_Apply what you read_.
**A.** Check whether each statement agrees with the text about Mean Time. Answer yes or no for each, quoting the deciding words from the text.
(i) The residency was funded by SGSAH.
(ii) Collective was closed from March to July 2020.
(iii) The film includes several quotes by Ariella Aïsha Azoulay.
**B.** According to the text about Mean Time, which two sites appear in the postcards used as source materials for the film?
**C.** Carry on the text about Mean Time from its final sentence.

_Text section_.
▼▼▼

Karen Cunningham, 'Mean Time', 2020. HD Video still.

Karen Cunningham

Mean Time

Online

22 Oct 2020 — 6 Nov 2020  

 

Karen Cunningham has been Collective’s artist in residence throughout 2020. During this SGSAH funded residency Karen, whose practice focusses on specific sites, technologies and their connections to or through travel, researched Calton Hill through its representation in postcards. This research resulted in a series of postcards, Another Just Past and Mean Time, a new short film that was launched online on 22 October. As her residency took place before and during the COVID-19 pandemic, these works have been informed and affected by Collective’s closure from March to July 2020.

Postcards of Calton Hill, Edinburgh and The Acropolis, Athens (inspiration for the architecture of the National Monument) are used as source materials in Mean Time. Postcards are of particular interest to Karen because their status as ‘minor’ photography means they can create unofficial archives of the sites and sights represented. During their ‘Golden Age’, the popularity of ‘Real Photographic Post Cardsfacilitated armchair travel for the working classes who wouldn’t have access to a camera or the means to visit the places depicted. In Mean Time, postcard views are deliberately suppressed and distorted to question the assumed familiarity of a landmark.

Driven by a soundtrack created by the artist and overlaid with her monologue, the film includes a single quote by author Ariella Aïsha Azoulay, which proposes that photography is not just an outcome of developing technologies, optical theory, sunlight and celluloid but also a conceptual and technological consequence of imperialism. Mean Time utilises ‘just past’ technologies such as the copy scanner and addresses the ’line’ as a technology in itself which, like the photograph, is put into service to create and recreate versions of the world by dividing or duplicating it.

▲▲▲

_Recorded information_.
▼▼▼

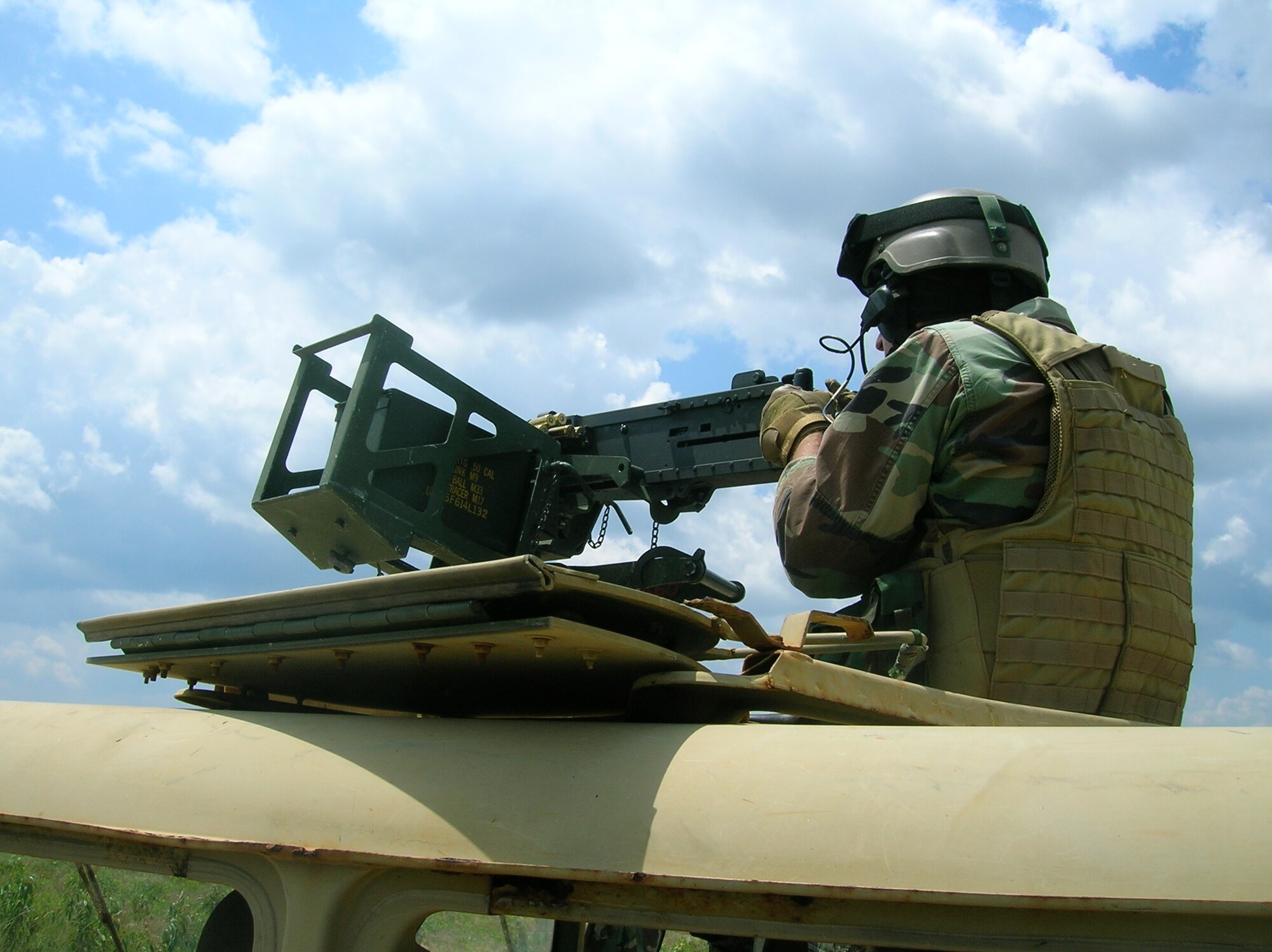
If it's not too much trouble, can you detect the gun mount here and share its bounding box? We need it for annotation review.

▲▲▲

_Answers for each item_.
**A.**
(i) Yes: "During this SGSAH funded residency"
(ii) Yes: "Collective’s closure from March to July 2020"
(iii) No: "the film includes a single quote by author Ariella Aïsha Azoulay"

**B.** Calton Hill, Edinburgh, and the Acropolis, Athens.

**C.**
In Mean Time Karen consciously ramifies, rather than clarifies, its subjects in order complicate the concept of a singular master narrative. The film is an attempt to destabilise or undo the privilege of the Eurocentric male gaze and its worldmaking claims of mastery over ways of looking (and thinking) which we might refer to as observation.

Mean Time is accompanied by an essay - Why can’t we see the movement of the tides in a glass of water? - by filmmaker and writer Alex Hetherington. Download Alex's essay here.

Karen Cunningham is an artist based in Glasgow. She is currently undertaking a practice-based PhD titled, World-Making and Un-Doing at Edinburgh College of Art. Her work has been presented throughout the UK and internationally including exhibitions, events and screenings at; Shanghai Minsheng Art Museum, China; Whitechapel Gallery, London; the Palace of Culture & Science, Warsaw, Poland; Nightingale Cinema, Chicago and Goldsmiths College, London.